▸ Given text
The S&P 500 technology and consumer discretionary indices hit intraday record highs.

A surge in technology outsourcing firm Accenture gave the S&P 500 a major lift.

Top Republicans and Democrats grew closer to agreeing on a fresh round of aid in response to a crisis that has killed nearly 309,000 Americans and thrown millions out of work.

Many investors saw the passing of new measures to support the economy as imminent after data showed the number of Americans filing first-time claims for jobless benefits unexpectedly rose last week.

That followed a reading on Wednesday that showed US retail sales falling more than expected in November, as consumer spending remained constrained.

“It’s all about stimulus today and expectations of a pathway to the deal,” said Ryan Giannotto, director of research at GraniteShares in New York City.

Developments on the vaccine front were also lifting the market, with Moderna Inc awaiting US approval for deploying what would be the nation’s second COVID-19 vaccine.

The S&P 500, Dow Jones Industrial Average, Nasdaq and Russell 2000 index of smaller companies all closed at their highest levels ever.

The S&P 500 has climbed about 15 per cent in 2020, despite the economic destruction caused by the coronavirus.

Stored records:
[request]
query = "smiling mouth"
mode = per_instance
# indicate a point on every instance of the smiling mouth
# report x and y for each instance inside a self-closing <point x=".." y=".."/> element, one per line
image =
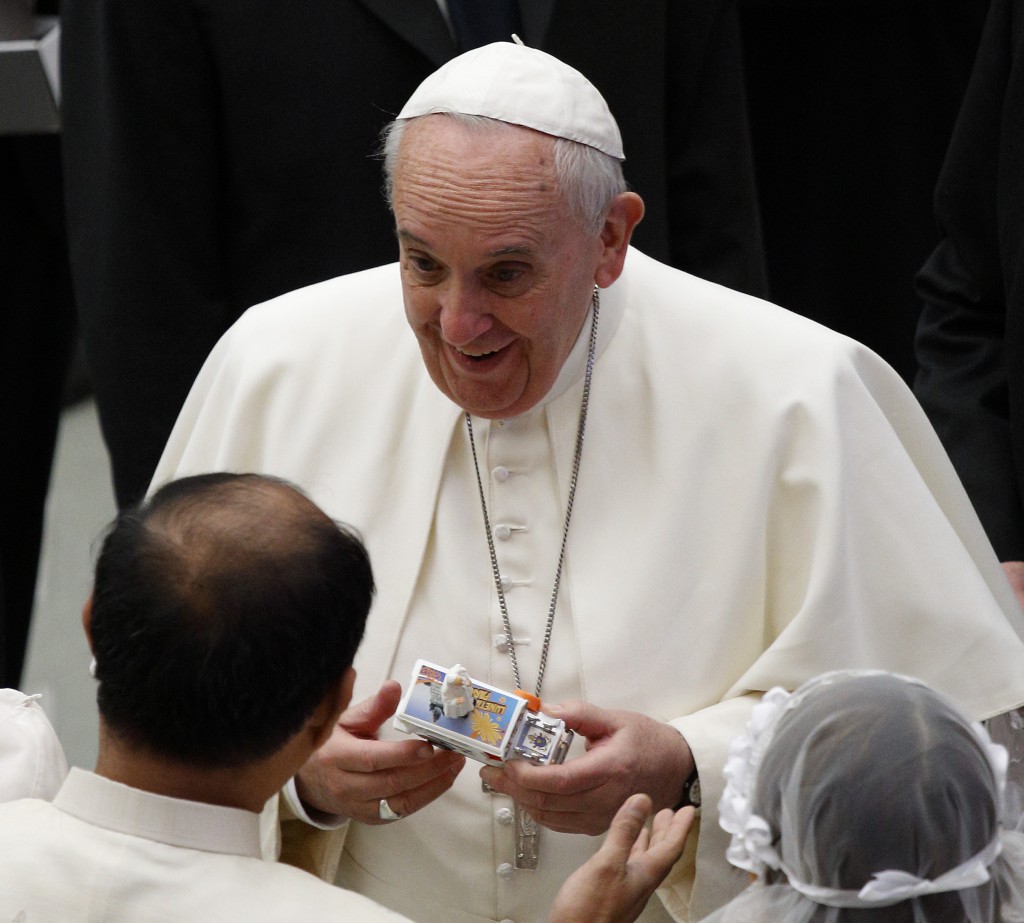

▸ Problem to work on
Can you carry on the stock market report, starting right after its final sentence about the S&P 500's 2020 gain?

▸ Task response
Unofficially, the Dow Jones Industrial Average rose 0.49 per cent to end at 30,301.79 points, while the S&P 500 gained 0.57 per cent to 3,722.43.

The Nasdaq Composite climbed 0.84 per cent to 12,764.

“In the very short term, I think we are a little bit over bought here,” said Randy Frederick, vice president of trading and derivatives at Charles Schwab.

He noted that best-performing sectors like technology were most at risk of a pull back, while some of the “more unloved sectors” like financials and energy were getting fresh attention as investors looked for bargains.

Google-parent Alphabet dipped after a group of 38 US states and territories filed an antitrust complaint accusing Google of trying to extend its search monopoly to dominate smart speakers, televisions and cars.

Accenture jumped after it raised its annual sales forecast and beat quarterly revenue estimates as an extended work-from-home period boosted its digital, cloud and security services.

General Mills Inc rose after it beat second-quarter profit estimates, boosted by sales of its pet foods and baking products.